• _TASK DIRECTIONS_
Rewrite as a numbered list the lines from the one containing "Could you please locate the snow patch" through the one containing "240;129;290;189", both included, dropping any blank lines.

[start]

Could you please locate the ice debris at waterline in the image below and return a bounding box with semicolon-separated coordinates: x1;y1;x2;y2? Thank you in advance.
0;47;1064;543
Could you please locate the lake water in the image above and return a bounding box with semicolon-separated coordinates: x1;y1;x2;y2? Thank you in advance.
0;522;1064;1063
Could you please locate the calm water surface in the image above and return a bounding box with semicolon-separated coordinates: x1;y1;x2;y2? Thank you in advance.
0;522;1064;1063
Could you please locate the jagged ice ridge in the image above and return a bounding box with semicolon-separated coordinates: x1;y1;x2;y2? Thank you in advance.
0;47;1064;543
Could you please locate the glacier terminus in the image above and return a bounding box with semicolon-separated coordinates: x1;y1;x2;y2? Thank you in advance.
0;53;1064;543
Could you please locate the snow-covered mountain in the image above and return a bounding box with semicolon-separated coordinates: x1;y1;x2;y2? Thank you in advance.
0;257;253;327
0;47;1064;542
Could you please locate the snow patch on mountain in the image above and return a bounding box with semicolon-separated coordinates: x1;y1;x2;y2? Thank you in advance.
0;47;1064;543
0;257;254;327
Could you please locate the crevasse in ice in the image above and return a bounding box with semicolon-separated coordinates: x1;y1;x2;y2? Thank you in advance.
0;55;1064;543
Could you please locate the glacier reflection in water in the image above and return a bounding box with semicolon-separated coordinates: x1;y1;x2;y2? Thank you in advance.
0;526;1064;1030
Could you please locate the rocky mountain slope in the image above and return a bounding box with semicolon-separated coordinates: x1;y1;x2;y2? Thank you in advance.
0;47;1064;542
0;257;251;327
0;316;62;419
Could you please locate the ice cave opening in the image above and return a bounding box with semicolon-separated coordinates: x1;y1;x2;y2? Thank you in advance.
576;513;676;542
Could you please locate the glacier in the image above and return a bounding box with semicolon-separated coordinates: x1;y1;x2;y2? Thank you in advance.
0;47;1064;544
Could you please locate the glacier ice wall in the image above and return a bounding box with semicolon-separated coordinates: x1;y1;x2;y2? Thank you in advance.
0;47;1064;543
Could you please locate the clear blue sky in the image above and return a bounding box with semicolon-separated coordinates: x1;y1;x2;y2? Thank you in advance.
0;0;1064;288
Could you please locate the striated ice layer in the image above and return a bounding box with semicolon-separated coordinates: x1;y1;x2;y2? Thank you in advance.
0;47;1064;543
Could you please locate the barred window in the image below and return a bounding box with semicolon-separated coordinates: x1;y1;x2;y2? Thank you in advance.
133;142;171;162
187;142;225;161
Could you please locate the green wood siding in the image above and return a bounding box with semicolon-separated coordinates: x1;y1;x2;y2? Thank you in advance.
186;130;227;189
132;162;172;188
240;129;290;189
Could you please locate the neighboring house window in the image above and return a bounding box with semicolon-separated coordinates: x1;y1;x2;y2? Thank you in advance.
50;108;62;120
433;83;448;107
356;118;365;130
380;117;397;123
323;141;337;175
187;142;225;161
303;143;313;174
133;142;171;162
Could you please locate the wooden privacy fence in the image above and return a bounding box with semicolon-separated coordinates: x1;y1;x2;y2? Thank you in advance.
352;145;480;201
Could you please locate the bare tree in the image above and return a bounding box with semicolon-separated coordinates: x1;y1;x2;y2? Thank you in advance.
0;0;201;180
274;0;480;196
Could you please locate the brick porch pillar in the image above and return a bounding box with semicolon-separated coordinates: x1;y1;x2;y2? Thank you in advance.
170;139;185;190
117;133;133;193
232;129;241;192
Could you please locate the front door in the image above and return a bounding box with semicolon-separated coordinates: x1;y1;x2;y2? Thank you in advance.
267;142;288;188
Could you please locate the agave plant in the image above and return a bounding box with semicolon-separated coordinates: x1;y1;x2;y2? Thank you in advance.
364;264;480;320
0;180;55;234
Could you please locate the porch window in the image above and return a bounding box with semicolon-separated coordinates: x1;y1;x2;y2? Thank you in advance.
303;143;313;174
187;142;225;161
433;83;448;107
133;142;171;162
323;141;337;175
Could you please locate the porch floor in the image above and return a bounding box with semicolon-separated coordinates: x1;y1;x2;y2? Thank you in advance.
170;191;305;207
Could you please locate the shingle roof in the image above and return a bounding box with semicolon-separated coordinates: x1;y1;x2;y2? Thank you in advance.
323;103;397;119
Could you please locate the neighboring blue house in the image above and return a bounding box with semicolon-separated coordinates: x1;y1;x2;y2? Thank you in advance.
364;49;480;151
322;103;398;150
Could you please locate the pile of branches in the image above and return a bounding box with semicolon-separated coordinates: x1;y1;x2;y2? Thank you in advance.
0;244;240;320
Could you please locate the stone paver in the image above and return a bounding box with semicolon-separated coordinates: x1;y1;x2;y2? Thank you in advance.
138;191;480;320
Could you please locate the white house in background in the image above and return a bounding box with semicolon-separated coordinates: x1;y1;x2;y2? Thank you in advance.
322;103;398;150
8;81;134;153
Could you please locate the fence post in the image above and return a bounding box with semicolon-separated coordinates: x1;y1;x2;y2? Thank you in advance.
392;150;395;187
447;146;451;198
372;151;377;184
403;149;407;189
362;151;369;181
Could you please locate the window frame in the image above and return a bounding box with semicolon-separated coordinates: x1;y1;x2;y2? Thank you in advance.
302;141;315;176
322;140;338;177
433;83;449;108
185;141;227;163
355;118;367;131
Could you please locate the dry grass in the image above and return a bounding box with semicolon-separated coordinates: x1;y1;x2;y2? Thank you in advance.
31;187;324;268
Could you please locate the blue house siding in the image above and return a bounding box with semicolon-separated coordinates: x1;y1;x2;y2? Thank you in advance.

[end]

• _EXERCISE RESULT_
1. Could you please locate the snow patch on mountain in the image above and return a bounding box with semicolon-separated coordinates: x1;y1;x2;y2? Thank you in advance.
2. 0;47;1064;543
3. 0;257;254;327
4. Could you please locate the crevasse in ice in the image above and return a bounding box with semicolon-separated coordinates: x1;y1;x2;y2? Thank you in advance.
5. 0;55;1064;543
6. Could you please locate the glacier reflection in water in the image above and return a bounding box with semicolon-separated coordinates: x1;y1;x2;y2? Thank you in advance.
7. 0;526;1064;1030
8. Could you please locate the rocky mountain slope in the image above and return a bounding box with semicolon-separated coordinates: x1;y1;x2;y2? Thank you in advance.
9. 0;47;1064;542
10. 0;257;251;327
11. 0;316;62;419
12. Could you please locate the ice cave opening in the image above and return a bounding box with semicolon-separated coordinates: x1;y1;x2;y2? Thank you in advance.
13. 576;513;676;542
14. Could you please locate the glacier in the image above and return a bounding box with semicolon-separated coordinates: x1;y1;x2;y2? Thank you in advance.
15. 0;47;1064;544
16. Could you please locate the glacier ice wall in the image above and return a bounding box with semicolon-separated coordinates: x1;y1;x2;y2? Thank you in advance.
17. 0;47;1064;543
18. Could you please locate the clear blue sky in the image above and return a bounding box with semicolon-separated coordinates: x1;y1;x2;y2? Thank you in advance.
19. 0;0;1064;288
20. Could you please locate the striated ice layer in the image above and return a bounding box with semicolon-separated coordinates: x1;y1;x2;y2? Thank you in advance.
21. 0;47;1064;543
22. Could you please locate the barred window in the image below and return a bounding box with semicolon-separated coordinates: x1;y1;x2;y2? Thank you in advance.
23. 133;142;171;162
24. 187;142;225;161
25. Could you please locate the green wood siding in the image above and return a bounding box with semicolon-separated coordinates: x1;y1;x2;y2? Thank you in advance.
26. 186;130;227;189
27. 132;162;172;188
28. 240;129;290;189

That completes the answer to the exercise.